Among the lines of data below, reproduce only those from the one with "Target: building entrance door" through the one with "Put a dot on each instance of the illuminated", exactly as they stand, both ends included.

++++ Source data ++++

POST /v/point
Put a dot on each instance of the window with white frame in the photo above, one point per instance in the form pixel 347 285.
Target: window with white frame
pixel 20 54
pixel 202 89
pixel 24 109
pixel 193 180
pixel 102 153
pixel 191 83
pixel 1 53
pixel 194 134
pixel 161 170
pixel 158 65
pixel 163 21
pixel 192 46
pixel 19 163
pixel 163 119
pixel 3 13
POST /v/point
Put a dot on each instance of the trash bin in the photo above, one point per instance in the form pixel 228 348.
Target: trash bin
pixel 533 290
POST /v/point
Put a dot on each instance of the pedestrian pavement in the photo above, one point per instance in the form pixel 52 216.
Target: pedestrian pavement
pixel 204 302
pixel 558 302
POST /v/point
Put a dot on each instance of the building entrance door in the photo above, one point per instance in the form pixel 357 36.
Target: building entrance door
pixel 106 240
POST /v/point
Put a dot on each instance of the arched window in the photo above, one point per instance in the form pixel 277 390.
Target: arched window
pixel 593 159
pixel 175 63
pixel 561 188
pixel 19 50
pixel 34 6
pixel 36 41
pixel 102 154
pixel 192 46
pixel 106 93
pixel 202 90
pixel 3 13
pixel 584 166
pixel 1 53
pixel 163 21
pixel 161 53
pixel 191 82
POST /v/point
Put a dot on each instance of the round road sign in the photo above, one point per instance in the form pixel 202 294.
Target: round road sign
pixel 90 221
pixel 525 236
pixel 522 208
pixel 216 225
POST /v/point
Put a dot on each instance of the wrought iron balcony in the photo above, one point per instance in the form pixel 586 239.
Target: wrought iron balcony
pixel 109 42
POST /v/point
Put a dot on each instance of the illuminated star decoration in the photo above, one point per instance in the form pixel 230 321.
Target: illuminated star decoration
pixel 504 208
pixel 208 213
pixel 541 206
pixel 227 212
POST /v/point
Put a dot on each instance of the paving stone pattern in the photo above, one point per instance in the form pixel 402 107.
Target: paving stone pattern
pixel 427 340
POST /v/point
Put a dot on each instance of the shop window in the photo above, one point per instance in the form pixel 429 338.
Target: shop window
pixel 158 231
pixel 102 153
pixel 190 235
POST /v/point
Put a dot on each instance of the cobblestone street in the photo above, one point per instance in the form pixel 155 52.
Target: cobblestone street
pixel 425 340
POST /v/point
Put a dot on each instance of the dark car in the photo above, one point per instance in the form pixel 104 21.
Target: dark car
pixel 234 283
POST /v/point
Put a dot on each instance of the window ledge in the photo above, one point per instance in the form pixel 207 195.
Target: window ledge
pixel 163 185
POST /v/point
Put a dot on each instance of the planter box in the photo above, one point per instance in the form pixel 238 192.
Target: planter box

++++

▸ Written answer
Target: building entrance door
pixel 106 240
POST /v/point
Put a dot on each instance of the arched window in the photo above, one point per instance in the form pixel 277 390.
Target: arched window
pixel 593 159
pixel 175 63
pixel 561 188
pixel 19 50
pixel 34 6
pixel 36 41
pixel 102 154
pixel 192 46
pixel 106 93
pixel 202 90
pixel 3 13
pixel 584 166
pixel 1 53
pixel 163 21
pixel 161 53
pixel 191 82
POST /v/point
Put a dot on each instance of the round road sign in the photo above, one point per instance in the form pixel 202 294.
Target: round road sign
pixel 90 221
pixel 525 236
pixel 522 208
pixel 216 225
POST /v/point
Put a dot on each instance of the wrought iron balcony in the photo above, one point per instance in the form pixel 586 239.
Target: wrought iron balcony
pixel 109 42
POST /v/point
Put a dot on each instance of the illuminated star decoration in the photo above, one point per instance in the form pixel 230 321.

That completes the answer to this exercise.